**Given request:** Output as a JSON list of strings, one per line and skipping blank lines, everything in the rows below from the line containing "the grass with" through the last line of the rows, both ends included.

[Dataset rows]
□ □ □ □
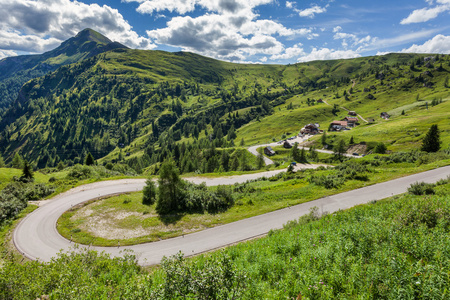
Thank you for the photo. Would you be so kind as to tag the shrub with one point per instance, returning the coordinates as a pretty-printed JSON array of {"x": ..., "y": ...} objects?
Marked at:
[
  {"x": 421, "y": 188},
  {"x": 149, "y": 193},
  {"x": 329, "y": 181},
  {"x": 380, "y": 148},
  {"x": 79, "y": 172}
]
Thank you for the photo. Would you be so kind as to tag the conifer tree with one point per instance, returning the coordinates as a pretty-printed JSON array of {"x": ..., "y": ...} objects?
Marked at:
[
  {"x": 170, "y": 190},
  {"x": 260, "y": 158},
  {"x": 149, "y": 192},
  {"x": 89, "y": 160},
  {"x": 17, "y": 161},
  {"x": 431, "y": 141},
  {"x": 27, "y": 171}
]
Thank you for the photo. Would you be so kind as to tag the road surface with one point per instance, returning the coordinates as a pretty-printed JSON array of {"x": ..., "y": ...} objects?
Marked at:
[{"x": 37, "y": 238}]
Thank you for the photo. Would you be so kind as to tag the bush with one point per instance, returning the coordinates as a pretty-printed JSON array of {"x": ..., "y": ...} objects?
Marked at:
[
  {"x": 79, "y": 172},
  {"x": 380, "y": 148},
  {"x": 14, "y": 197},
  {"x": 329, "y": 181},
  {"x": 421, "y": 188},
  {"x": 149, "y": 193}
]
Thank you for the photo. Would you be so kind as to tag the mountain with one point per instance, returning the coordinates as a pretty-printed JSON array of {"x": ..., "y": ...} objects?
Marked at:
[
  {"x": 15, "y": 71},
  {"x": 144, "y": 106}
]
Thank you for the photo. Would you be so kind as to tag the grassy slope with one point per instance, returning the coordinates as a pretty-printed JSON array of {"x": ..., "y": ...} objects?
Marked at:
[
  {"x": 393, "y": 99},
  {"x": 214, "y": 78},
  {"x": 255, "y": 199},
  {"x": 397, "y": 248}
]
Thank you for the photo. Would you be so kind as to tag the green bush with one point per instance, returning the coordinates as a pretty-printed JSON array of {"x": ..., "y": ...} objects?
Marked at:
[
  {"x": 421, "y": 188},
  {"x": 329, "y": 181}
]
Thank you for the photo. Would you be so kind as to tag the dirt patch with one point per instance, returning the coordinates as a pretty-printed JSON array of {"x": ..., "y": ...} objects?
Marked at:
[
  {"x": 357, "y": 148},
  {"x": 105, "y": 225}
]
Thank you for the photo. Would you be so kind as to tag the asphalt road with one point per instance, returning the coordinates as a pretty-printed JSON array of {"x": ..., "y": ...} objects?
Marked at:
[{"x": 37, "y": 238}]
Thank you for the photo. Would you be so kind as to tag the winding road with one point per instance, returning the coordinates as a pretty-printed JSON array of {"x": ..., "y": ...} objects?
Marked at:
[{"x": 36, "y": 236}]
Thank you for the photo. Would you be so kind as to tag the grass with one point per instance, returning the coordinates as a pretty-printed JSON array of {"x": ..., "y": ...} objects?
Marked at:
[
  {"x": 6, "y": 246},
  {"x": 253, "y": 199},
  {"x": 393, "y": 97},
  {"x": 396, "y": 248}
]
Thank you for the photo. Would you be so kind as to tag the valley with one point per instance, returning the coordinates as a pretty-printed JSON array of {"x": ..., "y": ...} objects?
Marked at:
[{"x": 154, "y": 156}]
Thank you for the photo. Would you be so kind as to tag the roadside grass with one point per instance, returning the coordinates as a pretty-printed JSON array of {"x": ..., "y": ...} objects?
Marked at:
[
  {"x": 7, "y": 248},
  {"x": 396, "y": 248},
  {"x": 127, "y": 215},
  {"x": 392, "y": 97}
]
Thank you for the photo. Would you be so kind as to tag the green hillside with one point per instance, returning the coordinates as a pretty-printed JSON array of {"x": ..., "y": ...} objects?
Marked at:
□ □ □ □
**Solution to this problem:**
[
  "Thank you for the photo. Would you be so kind as to tag the grass with one point per instance, returning the coordinates as a pretty-printed JSON array of {\"x\": ..., \"y\": ...} objects?",
  "Marked at:",
  "[",
  "  {\"x\": 6, \"y\": 246},",
  "  {\"x\": 253, \"y\": 199},",
  "  {\"x\": 393, \"y\": 97},",
  "  {\"x\": 396, \"y\": 248}",
  "]",
  "Thank you for the photo. Would you be so kind as to tag the valley with one point per instance, returning the coordinates as a pretty-printed JSON array of {\"x\": ..., \"y\": ...} objects?",
  "Marked at:",
  "[{\"x\": 154, \"y\": 156}]",
  "Thank you for the photo. Would you be so kind as to tag the roadside grass with one point per instance, returning the coordinates as a pretty-printed JSON array of {\"x\": ..., \"y\": ...} objects?",
  "Marked at:",
  "[",
  "  {\"x\": 7, \"y\": 248},",
  "  {\"x\": 396, \"y\": 248},",
  "  {\"x\": 127, \"y\": 215},",
  "  {\"x\": 392, \"y\": 97}",
  "]",
  "Thank you for the photo. Would you be so kind as to tag the green hillside with one point per instance, returning the coordinates as a pretty-printed JSON array of {\"x\": ..., \"y\": ...} objects?",
  "Marked at:"
]